▸ **TASK OBJECTIVE**
Please restate every one of the following entries, swapping "incident report" for "match report" wherever it appears and changing nothing else.

▸ **THE RECORDS**
***

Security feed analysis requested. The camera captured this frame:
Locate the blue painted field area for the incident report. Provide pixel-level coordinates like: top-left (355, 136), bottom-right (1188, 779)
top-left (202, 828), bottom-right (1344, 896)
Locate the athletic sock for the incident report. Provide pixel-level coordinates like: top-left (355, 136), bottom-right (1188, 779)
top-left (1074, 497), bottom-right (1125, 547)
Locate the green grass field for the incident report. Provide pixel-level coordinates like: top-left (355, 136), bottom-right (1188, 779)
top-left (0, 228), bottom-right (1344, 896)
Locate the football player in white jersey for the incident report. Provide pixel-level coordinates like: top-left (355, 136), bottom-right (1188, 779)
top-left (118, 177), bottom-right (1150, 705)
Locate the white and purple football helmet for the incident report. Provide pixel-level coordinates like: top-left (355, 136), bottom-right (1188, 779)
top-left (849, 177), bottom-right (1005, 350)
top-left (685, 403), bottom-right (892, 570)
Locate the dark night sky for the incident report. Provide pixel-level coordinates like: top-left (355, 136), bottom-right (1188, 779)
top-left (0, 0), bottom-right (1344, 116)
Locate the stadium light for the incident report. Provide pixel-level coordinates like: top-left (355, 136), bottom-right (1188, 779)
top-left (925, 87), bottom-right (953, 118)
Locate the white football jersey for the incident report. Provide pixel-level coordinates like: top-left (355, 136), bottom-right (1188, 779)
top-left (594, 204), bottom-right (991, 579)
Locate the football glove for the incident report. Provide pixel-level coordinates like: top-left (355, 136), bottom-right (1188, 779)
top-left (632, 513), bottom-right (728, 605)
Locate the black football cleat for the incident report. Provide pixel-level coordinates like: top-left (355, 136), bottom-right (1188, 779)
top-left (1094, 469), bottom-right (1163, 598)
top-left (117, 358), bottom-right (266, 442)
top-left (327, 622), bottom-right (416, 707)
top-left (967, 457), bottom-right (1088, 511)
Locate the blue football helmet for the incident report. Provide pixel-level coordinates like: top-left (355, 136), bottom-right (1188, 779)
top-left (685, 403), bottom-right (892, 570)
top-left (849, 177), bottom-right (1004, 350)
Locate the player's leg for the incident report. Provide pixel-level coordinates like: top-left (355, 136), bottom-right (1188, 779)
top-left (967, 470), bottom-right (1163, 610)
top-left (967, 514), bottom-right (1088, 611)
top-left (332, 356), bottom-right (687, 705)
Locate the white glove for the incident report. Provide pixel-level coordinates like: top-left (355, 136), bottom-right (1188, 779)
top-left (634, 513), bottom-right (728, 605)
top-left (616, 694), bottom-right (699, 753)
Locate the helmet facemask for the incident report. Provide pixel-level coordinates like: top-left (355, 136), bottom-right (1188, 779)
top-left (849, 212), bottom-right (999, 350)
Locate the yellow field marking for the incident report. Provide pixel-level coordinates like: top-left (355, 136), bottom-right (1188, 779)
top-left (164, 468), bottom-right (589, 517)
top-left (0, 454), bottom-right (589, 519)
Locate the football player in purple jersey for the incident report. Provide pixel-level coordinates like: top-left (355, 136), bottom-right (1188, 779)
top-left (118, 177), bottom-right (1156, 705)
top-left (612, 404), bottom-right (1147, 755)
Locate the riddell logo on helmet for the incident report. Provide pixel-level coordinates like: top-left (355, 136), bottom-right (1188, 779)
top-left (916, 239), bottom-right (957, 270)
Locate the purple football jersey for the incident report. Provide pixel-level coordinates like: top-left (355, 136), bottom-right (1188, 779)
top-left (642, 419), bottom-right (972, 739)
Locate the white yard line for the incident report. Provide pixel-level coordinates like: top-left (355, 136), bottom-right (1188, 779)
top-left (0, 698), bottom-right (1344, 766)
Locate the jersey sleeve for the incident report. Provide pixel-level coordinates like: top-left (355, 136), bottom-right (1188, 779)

***

▸ **THE RESULT**
Security feed analysis requested. The camera captured this frame:
Locate the blue painted field area for the match report. Provide pixel-level coordinates like: top-left (355, 136), bottom-right (1188, 779)
top-left (202, 828), bottom-right (1344, 896)
Locate the athletic sock for the match report. Provide pixel-level coordinates like: top-left (355, 136), bottom-right (1188, 779)
top-left (1074, 497), bottom-right (1125, 547)
Locate the green grass field for the match report. Provide pixel-level coordinates like: top-left (355, 136), bottom-right (1188, 779)
top-left (0, 228), bottom-right (1344, 896)
Locate the football player in white jersey for the match report. Provide pixel-level coordinates like: top-left (355, 136), bottom-right (1188, 779)
top-left (118, 177), bottom-right (1150, 705)
Locate the white and purple football helmet for the match report. Provide pixel-level coordinates like: top-left (355, 136), bottom-right (1188, 779)
top-left (849, 177), bottom-right (1005, 350)
top-left (685, 403), bottom-right (892, 570)
Locate the dark night sky for the match report. Provide pixel-level coordinates like: top-left (355, 136), bottom-right (1188, 779)
top-left (0, 0), bottom-right (1344, 116)
Locate the stadium light for the match report. Provide pixel-level coordinates like: top-left (355, 136), bottom-right (1188, 779)
top-left (925, 87), bottom-right (953, 118)
Locate the white football jersey for the match report. Provide pixel-level coordinates like: top-left (355, 136), bottom-right (1188, 779)
top-left (594, 204), bottom-right (991, 579)
Locate the football glove for the match report. Provide pixel-level coordinates like: top-left (355, 136), bottom-right (1188, 779)
top-left (632, 513), bottom-right (728, 605)
Locate the black football cleat for the match report. Provide pixel-level coordinates like: top-left (355, 136), bottom-right (1188, 779)
top-left (1094, 469), bottom-right (1163, 598)
top-left (117, 358), bottom-right (266, 442)
top-left (327, 622), bottom-right (416, 707)
top-left (967, 457), bottom-right (1088, 511)
Locate the blue football helmet for the match report. Provide pixel-level coordinates like: top-left (355, 136), bottom-right (1188, 779)
top-left (685, 403), bottom-right (892, 570)
top-left (849, 177), bottom-right (1004, 350)
Locate the player's leg for the match report. Provide pixel-level coordinates like: top-left (355, 136), bottom-right (1188, 779)
top-left (967, 470), bottom-right (1163, 610)
top-left (967, 514), bottom-right (1088, 611)
top-left (332, 356), bottom-right (687, 705)
Locate the white glove for the match report. Provide pixel-level coordinates like: top-left (355, 136), bottom-right (1188, 779)
top-left (634, 513), bottom-right (728, 605)
top-left (616, 694), bottom-right (699, 753)
Locate the helmet facemask for the match report. Provide pixel-level coordinates like: top-left (355, 136), bottom-right (1188, 779)
top-left (849, 212), bottom-right (999, 350)
Locate the yellow field marking for the match report. Provide pixel-level coordinates like: top-left (355, 136), bottom-right (1188, 779)
top-left (164, 468), bottom-right (589, 517)
top-left (0, 454), bottom-right (589, 519)
Locate the football player in purple jersey for the match report. Provide pixel-level coordinates like: top-left (355, 136), bottom-right (1188, 779)
top-left (118, 177), bottom-right (1156, 705)
top-left (612, 404), bottom-right (1147, 755)
Locate the riddell logo on helmet for the match report. Provide pixel-level coordinates like: top-left (355, 136), bottom-right (1188, 779)
top-left (916, 239), bottom-right (957, 270)
Locate the purple football jersey for the match report. Provide pixel-level coordinates like: top-left (355, 136), bottom-right (1188, 779)
top-left (642, 419), bottom-right (972, 739)
Locate the white yard line for the match report. Provide pixel-level coordinates like: top-left (355, 136), bottom-right (1188, 779)
top-left (0, 698), bottom-right (1344, 766)
Locate the jersey sleeve for the match report. Provide pixel-level coordinates like: top-left (355, 136), bottom-right (1188, 779)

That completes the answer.